### Data section
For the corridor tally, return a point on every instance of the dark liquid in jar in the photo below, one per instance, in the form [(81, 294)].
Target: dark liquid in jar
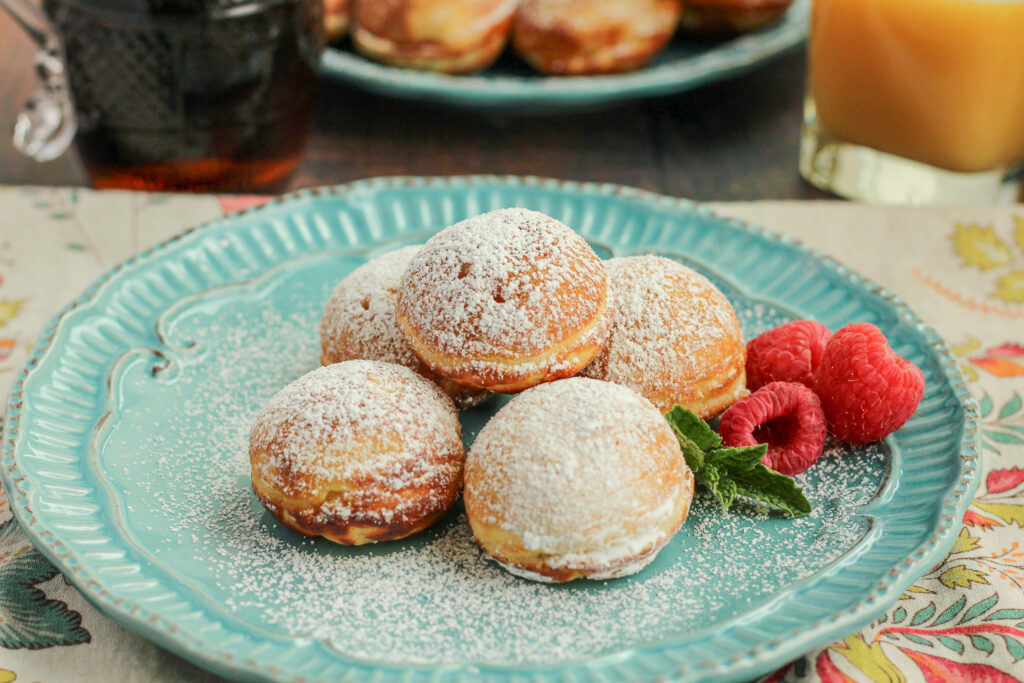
[(187, 94)]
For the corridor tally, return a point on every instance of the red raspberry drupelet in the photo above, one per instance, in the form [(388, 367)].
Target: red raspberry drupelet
[(787, 417)]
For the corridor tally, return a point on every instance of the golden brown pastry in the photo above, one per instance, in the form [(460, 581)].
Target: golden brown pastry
[(563, 37), (357, 452), (727, 17), (451, 36), (577, 478), (676, 338), (335, 18), (358, 322), (506, 300)]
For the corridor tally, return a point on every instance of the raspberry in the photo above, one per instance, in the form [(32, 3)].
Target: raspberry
[(867, 390), (787, 417), (787, 353)]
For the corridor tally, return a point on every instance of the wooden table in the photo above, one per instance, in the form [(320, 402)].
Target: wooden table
[(736, 139)]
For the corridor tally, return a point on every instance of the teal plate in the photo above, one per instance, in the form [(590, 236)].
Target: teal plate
[(510, 85), (126, 462)]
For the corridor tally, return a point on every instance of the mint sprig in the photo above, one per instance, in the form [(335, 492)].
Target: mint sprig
[(729, 472)]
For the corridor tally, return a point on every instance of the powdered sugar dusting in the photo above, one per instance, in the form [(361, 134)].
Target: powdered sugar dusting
[(358, 319), (585, 470), (673, 328), (177, 455), (507, 284), (312, 434)]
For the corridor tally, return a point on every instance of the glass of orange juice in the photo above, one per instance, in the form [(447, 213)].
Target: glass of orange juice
[(915, 101)]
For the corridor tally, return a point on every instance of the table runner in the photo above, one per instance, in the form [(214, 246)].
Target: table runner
[(962, 269)]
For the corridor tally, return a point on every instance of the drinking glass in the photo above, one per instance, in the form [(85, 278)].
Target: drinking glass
[(205, 95), (915, 101)]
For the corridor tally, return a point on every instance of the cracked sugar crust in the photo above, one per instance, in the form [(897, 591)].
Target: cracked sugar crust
[(360, 439), (675, 339), (358, 319), (577, 477), (359, 323), (509, 287)]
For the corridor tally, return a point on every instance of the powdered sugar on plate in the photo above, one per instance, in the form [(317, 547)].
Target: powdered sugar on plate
[(433, 598)]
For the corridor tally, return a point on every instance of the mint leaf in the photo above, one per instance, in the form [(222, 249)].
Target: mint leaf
[(776, 489), (691, 452), (727, 472), (742, 458), (726, 492), (689, 425), (722, 487)]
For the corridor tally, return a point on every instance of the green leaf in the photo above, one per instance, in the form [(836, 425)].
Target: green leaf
[(986, 406), (983, 644), (1014, 647), (962, 577), (916, 639), (725, 492), (691, 453), (743, 458), (691, 426), (1011, 407), (727, 472), (951, 643), (980, 608), (923, 614), (777, 489), (1004, 437), (1005, 613), (950, 611), (1010, 513)]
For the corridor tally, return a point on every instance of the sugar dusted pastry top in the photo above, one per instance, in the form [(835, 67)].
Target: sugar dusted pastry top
[(583, 470), (504, 286), (676, 337), (313, 436), (358, 319)]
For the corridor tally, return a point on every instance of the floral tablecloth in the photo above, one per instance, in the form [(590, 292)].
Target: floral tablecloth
[(962, 269)]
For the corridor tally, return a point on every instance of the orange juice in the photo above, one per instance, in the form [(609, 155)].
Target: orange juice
[(936, 81)]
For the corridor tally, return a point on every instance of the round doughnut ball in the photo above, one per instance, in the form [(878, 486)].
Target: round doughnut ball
[(506, 300), (577, 478), (358, 322), (676, 338), (570, 37), (451, 36), (357, 452)]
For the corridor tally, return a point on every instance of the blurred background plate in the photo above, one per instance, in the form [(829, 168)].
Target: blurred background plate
[(126, 462), (511, 85)]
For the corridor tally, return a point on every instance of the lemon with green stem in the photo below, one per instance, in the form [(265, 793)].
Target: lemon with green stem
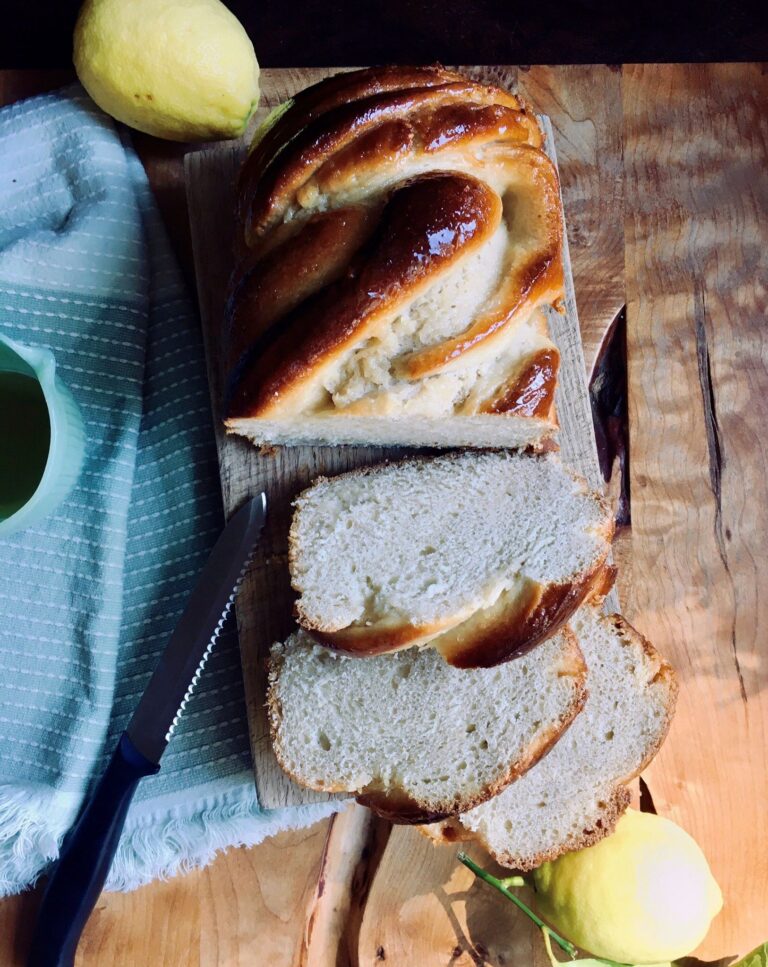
[(179, 69), (642, 895)]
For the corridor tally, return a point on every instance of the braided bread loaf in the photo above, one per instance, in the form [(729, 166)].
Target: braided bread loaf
[(398, 229)]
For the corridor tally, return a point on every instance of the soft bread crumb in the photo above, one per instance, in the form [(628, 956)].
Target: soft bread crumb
[(410, 726)]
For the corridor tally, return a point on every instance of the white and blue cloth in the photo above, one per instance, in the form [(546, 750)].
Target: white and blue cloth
[(89, 597)]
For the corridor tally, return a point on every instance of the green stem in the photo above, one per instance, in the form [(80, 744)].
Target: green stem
[(565, 945)]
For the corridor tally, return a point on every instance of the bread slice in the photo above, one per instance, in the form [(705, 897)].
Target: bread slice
[(413, 738), (575, 795), (482, 554)]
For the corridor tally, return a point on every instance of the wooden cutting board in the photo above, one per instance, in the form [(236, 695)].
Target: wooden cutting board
[(264, 604)]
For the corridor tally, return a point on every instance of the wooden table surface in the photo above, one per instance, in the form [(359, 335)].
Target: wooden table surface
[(664, 172)]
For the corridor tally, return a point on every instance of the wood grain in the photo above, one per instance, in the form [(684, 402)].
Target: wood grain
[(680, 225), (248, 907), (696, 161), (584, 105), (264, 605)]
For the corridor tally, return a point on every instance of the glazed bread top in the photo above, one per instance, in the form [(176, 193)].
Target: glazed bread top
[(484, 555), (397, 227)]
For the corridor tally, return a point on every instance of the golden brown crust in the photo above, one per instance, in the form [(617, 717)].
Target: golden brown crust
[(298, 306), (615, 800), (398, 806), (424, 230), (532, 389), (519, 619)]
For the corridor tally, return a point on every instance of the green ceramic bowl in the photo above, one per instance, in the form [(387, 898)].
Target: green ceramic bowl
[(67, 436)]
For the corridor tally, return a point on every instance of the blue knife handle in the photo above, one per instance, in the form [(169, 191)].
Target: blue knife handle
[(86, 855)]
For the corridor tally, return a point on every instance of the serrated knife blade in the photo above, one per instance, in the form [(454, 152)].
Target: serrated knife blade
[(86, 854), (181, 663)]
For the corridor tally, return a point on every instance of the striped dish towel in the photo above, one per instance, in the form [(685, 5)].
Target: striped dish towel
[(89, 597)]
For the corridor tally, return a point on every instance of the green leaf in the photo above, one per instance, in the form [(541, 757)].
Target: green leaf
[(596, 962), (757, 958), (269, 122)]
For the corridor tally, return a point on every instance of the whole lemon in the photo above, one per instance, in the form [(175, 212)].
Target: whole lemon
[(178, 69), (643, 895)]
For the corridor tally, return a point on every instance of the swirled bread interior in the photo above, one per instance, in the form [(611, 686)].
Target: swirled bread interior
[(398, 230), (408, 734), (574, 796), (482, 555)]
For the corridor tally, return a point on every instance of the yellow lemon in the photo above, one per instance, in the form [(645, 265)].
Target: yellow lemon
[(643, 895), (178, 69)]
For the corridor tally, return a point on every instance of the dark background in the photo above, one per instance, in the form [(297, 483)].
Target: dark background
[(316, 33)]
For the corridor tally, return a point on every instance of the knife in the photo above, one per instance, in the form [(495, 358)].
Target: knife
[(86, 854)]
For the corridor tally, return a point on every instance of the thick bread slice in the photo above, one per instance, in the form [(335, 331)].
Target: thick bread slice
[(575, 795), (490, 551), (412, 737)]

### Task requirements
From the records above, copy every line that includes the word "below".

### Reply
For the corridor tally, return a point on every instance of the dark liquid in jar in the photo below, one per instance, in the form [(81, 294)].
For the corridor tally, return a point on every instance of the lemon with green stem in the photo below, one per instance, in the form [(265, 793)].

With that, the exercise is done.